Could you write the next part of the shoe-sole patent excerpt, picking up right after its final sentence?

[Excerpt provided]
◇ ◇ ◇ ◇ ◇

The thickened zones and grooves are positioned so as to
biochemically correspond with the wearer's foot and thereby
providing a combination of cushioning, flexibility and
control/support which is appropriate for the activity and/or
relevant surface.
The closed cell foam of the sole preferably is EVA.
The shoe of the present invention may further incorporate an
out-sole adhered to the mid-sole and shaped so as to correspond to
the thickened zones and flex grooves of the mid-sole. The present
shoe may further include an interfacing material located between
the mid-sole and the out-sole. The interfacing material can
constitute a polymer, and preferably constitutes rubber.
In one embodiment of the present invention, the interfacing
material is thinner in the flex grooves than on the outer plane
(i.e., the wearing surface) of the thickened zones.
The sole component may have one or more such thickened zones in the
forefoot region and one or more thickened zones in the heel region
thereof, the thickened zones being separated by one or more flex
grooves aligned more proximately to the longitudinal axis than the
transverse axis of the sole component and one or more flex grooves
aligned more proximately to the transverse axis than the
longitudinal axis. The sole component can also have at least one
thickened zone for underlying a wearer's metatarsal head.
BRIEF DESCRIPTION OF THE DRAWINGS
FIG. 1 is a schematic representation of a shoe with protrusions in
the sole in accordance with a preferred embodiment of the present
invention.
FIG. 2 is a cross-sectional view of the shoe of FIG. 1 taken along
lines 1--1.
FIG. 3 is a bottom perspective view of the shoe of FIG. 1.
FIG. 4 is a schematic representation of an alternate embodiment of
the present invention with the out-sole localized to the thickened
zones.

◇ ◇ ◇ ◇ ◇

[Data extract]

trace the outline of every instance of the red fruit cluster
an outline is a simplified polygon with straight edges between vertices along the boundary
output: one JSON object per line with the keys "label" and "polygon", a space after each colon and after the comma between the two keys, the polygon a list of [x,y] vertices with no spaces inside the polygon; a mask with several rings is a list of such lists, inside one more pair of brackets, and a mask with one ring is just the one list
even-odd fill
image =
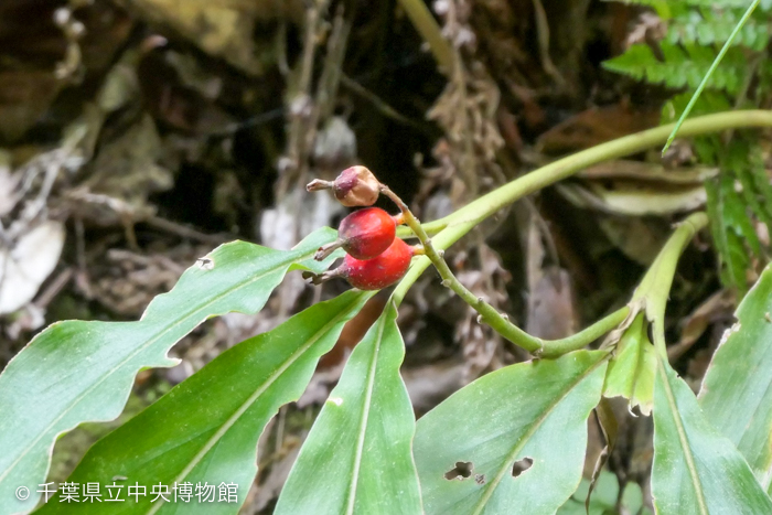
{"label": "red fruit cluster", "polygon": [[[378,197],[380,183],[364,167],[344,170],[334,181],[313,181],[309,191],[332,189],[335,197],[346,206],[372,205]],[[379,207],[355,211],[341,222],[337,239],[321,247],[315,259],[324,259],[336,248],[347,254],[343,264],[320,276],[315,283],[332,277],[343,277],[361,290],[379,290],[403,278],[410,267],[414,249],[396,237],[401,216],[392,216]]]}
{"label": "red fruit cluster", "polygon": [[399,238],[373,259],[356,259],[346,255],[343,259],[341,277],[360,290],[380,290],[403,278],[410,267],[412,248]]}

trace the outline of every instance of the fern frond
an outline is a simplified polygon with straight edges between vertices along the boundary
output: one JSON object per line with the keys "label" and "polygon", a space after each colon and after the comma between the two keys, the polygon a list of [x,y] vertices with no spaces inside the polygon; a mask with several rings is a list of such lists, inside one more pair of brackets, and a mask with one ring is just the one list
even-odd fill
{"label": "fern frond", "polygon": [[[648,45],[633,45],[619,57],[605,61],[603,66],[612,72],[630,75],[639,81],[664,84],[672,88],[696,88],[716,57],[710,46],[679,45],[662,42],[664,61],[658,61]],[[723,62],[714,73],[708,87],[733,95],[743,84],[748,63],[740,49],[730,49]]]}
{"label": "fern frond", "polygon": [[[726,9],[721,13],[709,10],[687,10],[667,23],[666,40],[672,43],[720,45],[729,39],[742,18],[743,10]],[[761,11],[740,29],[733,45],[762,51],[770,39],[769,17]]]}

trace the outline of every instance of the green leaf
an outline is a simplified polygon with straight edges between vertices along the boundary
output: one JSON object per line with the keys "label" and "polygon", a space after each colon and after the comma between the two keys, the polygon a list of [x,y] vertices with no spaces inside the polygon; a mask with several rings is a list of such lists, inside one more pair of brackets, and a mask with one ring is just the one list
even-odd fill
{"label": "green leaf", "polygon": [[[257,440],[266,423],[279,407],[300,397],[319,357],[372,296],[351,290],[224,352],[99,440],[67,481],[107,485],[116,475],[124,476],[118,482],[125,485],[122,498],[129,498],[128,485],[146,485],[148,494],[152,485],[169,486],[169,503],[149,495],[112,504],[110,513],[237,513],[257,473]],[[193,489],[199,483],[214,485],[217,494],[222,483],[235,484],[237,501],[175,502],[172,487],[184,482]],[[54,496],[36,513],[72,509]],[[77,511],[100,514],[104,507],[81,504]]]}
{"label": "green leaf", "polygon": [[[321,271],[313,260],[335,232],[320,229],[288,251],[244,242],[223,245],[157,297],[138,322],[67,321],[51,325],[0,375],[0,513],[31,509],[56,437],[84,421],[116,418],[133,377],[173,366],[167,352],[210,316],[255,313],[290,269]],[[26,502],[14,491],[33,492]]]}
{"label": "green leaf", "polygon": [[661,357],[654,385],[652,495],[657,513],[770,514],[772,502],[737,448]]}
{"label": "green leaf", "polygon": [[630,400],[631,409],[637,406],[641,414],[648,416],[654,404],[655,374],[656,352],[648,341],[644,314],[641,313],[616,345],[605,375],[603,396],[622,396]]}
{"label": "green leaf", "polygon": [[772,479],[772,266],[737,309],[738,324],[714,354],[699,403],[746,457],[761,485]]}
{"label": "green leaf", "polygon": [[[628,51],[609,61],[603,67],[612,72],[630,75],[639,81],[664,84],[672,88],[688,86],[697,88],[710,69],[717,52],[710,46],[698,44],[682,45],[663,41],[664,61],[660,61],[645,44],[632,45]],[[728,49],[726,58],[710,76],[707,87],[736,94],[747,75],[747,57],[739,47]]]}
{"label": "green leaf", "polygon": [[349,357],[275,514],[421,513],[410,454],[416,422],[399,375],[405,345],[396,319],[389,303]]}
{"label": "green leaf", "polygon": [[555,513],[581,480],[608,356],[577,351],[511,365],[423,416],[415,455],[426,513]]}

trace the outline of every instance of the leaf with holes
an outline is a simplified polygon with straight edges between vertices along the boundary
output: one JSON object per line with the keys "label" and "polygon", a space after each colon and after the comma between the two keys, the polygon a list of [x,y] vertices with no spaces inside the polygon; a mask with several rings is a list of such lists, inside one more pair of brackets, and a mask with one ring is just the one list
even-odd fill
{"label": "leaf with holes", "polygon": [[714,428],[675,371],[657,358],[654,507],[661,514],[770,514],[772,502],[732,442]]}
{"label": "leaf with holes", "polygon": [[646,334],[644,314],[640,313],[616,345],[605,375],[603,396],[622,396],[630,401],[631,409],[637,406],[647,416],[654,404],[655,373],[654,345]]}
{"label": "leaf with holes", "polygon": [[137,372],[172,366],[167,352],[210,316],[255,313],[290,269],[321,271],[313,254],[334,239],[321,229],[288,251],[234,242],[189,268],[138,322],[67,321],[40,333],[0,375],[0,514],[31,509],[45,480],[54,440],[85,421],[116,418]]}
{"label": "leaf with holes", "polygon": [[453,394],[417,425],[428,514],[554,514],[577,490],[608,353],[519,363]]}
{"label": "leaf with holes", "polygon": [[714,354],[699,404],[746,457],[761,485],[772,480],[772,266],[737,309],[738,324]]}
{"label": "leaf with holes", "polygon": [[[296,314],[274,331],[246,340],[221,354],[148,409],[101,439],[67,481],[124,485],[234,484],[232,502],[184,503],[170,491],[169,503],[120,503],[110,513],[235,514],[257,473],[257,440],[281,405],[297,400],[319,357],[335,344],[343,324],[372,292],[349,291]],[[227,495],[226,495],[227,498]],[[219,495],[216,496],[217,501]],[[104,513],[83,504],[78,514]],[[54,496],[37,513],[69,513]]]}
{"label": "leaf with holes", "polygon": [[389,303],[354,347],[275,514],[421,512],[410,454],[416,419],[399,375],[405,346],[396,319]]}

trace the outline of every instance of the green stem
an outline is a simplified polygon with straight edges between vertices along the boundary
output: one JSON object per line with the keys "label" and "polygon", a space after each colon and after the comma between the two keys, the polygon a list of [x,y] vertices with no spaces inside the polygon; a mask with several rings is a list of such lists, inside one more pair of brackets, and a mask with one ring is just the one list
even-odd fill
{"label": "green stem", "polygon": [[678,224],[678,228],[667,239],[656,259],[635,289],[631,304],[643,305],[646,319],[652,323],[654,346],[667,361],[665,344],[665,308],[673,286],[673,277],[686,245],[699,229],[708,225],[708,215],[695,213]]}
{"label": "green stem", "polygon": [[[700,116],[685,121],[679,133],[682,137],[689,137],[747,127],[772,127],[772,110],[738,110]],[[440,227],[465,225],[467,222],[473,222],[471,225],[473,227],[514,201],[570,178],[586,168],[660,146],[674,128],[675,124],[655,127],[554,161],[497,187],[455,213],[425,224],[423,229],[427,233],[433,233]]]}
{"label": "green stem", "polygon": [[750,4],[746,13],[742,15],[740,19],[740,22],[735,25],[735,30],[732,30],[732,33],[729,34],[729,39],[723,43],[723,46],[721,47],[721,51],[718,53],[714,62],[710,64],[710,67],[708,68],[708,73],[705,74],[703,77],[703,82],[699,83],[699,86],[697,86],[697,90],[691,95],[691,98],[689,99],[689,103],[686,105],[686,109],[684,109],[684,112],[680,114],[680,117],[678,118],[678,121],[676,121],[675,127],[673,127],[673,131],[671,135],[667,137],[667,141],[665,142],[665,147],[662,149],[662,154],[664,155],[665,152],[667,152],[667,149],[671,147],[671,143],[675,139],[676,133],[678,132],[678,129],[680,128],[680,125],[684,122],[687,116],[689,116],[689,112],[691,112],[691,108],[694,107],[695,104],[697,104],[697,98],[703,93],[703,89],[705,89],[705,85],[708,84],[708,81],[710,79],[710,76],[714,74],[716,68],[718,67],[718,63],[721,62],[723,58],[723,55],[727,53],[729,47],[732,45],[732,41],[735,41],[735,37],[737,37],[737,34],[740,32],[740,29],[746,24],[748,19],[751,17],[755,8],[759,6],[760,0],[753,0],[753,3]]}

◇ ◇ ◇ ◇ ◇

[Result of this task]
DETAILED DESCRIPTION OF THE INVENTION
As shown in FIGS. 1 to 3, a shoe 10 including, for example, an
athletic shoe, has an upper component 12 shaped and sized to
receive a wearer's foot and is constructed such that it has a toe
area 22 at its front end, a heel area 24 at its rear end, an inner
or medial side 21, and an outer or lateral side 23. Sole 16
similarly has a toe end 26, a heel end 28, a medial side 25, and a
lateral side 27. The sole 16 runs the length of the shoe between
the toe and heel areas 22 and 24 respectively and between the
medial and lateral sides 21 and 23 respectively of the upper shoe
portion 12. Thus, the heel end 28 of the sole 16 communicates with
the heel area 24 of the upper shoe component 12, the toe end, 26
communicates with the toe area 22 of the upper shoe component, and
the sole's medial and lateral sides 25 and 27 communicate with the
medial and lateral sides 21 and 23 of the upper shoe portion,
respectively.
The sole 16 includes the mid-sole 18 which runs the length of the
sole from the heel end 28 to the toe end 26, and receives the upper
shoe component 12 along the top of the mid-sole. In the preferred
embodiment illustrated herein, the top of the mid-sole's heel end
28 is shaped to form an integral heel cup 30 that receives the heel
area 24 of the upper shoe portion 12 and provides enhanced lateral
support for the wearer's foot. The mid-sole 18 is constructed of a
flexible, lightweight, and durable material, such as blown EVA
foam, so the mid-sole will flex in concert with the wearer's foot
without excessive resistance. An out-sole 34 attaches to the bottom
surface 35 of the mid-sole 18 in a conventional manner such that
tread on the out-sole engages the ground or any other surface that
the wearer may encounter.
The bottom surface of mid-sole 18 is comprised of thickened zones
36 which underly the portions of a wearer's foot upon which the
strongest ground reaction forces are focused during a gait cycle.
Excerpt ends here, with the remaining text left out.